** Start of The records **

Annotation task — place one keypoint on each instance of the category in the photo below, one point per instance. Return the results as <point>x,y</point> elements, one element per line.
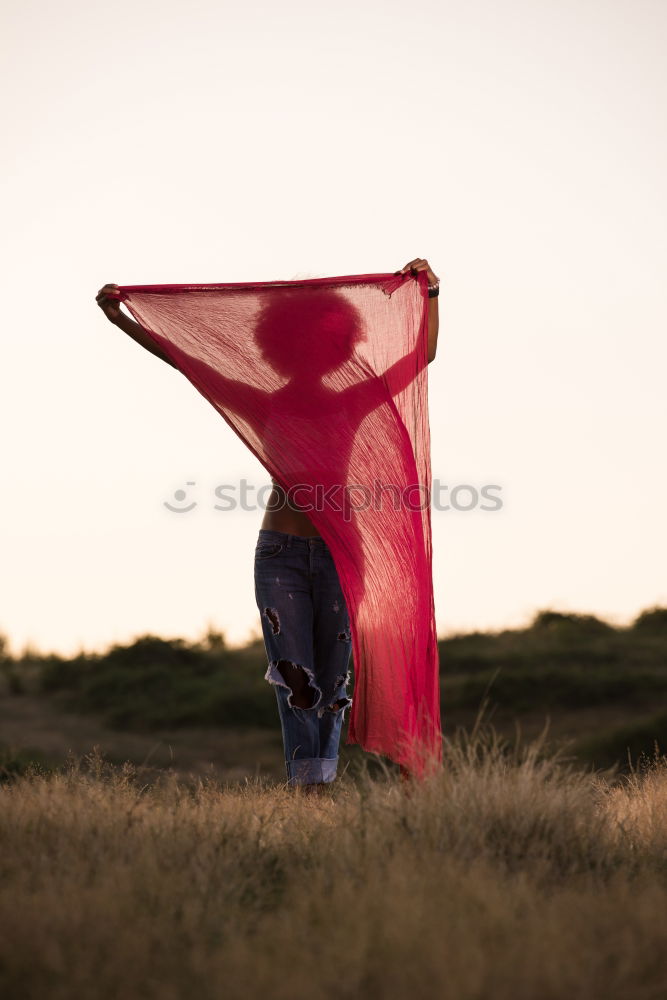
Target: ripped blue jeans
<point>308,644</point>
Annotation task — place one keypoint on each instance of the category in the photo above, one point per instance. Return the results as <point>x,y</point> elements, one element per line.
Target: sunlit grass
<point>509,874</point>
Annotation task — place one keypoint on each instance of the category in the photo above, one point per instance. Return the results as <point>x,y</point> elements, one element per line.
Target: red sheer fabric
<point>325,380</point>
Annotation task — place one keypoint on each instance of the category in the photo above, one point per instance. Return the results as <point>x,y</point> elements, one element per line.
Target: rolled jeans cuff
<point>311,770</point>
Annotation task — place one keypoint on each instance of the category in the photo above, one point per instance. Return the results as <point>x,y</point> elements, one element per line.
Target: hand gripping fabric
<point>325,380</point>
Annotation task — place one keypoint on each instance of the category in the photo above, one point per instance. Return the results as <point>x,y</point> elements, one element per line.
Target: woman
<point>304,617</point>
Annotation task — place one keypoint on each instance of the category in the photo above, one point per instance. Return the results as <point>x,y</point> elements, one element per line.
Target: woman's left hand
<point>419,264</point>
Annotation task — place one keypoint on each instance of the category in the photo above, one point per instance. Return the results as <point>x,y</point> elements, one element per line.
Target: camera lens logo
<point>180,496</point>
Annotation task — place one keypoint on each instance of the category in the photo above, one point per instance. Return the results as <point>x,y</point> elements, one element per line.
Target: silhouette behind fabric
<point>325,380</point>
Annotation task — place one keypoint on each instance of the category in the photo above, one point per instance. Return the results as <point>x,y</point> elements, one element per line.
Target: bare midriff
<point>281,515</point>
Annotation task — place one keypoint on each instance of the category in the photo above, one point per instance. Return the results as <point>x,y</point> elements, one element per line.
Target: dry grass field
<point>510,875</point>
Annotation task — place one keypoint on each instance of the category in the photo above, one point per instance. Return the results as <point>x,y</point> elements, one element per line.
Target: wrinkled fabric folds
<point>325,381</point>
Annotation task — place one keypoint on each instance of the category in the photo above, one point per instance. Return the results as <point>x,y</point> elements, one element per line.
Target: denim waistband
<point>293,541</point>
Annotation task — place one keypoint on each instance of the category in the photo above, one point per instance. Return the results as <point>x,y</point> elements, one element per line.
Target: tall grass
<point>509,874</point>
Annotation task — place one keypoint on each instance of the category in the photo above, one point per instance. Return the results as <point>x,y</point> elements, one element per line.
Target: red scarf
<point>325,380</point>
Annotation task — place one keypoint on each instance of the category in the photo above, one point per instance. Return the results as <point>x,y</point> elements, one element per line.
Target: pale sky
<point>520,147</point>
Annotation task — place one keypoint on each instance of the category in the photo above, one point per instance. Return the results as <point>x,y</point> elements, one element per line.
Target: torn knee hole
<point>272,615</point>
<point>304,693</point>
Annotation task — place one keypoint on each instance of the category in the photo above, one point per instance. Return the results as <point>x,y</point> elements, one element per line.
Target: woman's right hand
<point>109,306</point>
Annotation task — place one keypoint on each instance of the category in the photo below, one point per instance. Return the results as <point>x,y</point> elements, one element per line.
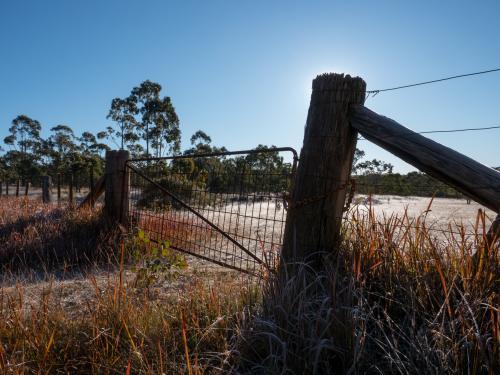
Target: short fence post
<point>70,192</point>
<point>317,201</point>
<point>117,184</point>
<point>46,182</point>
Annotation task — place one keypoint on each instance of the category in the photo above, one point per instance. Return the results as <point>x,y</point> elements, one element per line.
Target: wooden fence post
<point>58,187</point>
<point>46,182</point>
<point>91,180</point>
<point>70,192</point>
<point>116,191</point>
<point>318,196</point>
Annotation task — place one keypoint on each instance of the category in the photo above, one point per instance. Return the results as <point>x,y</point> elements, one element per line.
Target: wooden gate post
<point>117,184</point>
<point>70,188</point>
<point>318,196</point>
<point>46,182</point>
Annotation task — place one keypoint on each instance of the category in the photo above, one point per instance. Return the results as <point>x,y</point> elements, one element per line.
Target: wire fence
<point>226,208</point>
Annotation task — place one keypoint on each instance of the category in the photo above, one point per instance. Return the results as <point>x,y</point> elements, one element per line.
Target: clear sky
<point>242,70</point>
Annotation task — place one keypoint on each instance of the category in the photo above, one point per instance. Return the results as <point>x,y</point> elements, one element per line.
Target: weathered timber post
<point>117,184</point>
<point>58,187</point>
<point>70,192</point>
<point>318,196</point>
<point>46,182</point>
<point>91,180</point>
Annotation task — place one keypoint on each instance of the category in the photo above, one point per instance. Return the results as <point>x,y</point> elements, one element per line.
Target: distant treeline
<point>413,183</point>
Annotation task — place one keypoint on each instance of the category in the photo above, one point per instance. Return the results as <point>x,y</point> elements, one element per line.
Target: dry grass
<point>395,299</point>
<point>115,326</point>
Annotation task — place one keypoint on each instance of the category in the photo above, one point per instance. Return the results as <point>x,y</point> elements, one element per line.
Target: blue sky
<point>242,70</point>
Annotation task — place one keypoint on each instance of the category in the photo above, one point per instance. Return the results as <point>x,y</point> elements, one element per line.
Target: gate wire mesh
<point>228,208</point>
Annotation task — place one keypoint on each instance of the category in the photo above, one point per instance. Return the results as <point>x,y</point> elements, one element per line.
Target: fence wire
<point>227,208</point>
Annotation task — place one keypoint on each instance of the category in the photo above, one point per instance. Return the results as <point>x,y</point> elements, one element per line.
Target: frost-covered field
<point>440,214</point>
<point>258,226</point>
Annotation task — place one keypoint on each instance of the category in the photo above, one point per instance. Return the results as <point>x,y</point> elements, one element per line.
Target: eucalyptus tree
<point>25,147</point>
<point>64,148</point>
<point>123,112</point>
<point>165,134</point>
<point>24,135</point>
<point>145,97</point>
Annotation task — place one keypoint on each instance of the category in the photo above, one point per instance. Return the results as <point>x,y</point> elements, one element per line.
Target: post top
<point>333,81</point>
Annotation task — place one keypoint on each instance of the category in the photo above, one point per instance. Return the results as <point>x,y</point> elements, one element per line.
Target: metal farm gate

** End of The records **

Recast the lines as a JSON list of strings, one string per line, starting at the first line of the records and stopping after the line that has "<point>311,770</point>". Skip blank lines and leave the pictures out.

### Response below
[
  "Annotation task — place one keypoint on each instance of the category in the photo below, one point per instance. Return the results as <point>x,y</point> elements, one element per line.",
  "Target: ripped blue jeans",
  "<point>308,644</point>",
  "Annotation task — place one keypoint on each instance of the category in the photo above, one point per instance. Return the results as <point>x,y</point> elements, one element per line.",
  "Target: sunlit grass",
  "<point>509,874</point>",
  "Annotation task — place one keypoint on each instance of the category in the photo above, one point per instance. Return the results as <point>x,y</point> elements, one element per line.",
  "Target: red sheer fabric",
  "<point>325,380</point>",
  "Annotation task — place one keypoint on each instance of the category in the photo above, one point per instance. Return the results as <point>x,y</point> elements, one element per line.",
  "Target: rolled jeans cuff",
  "<point>311,770</point>"
]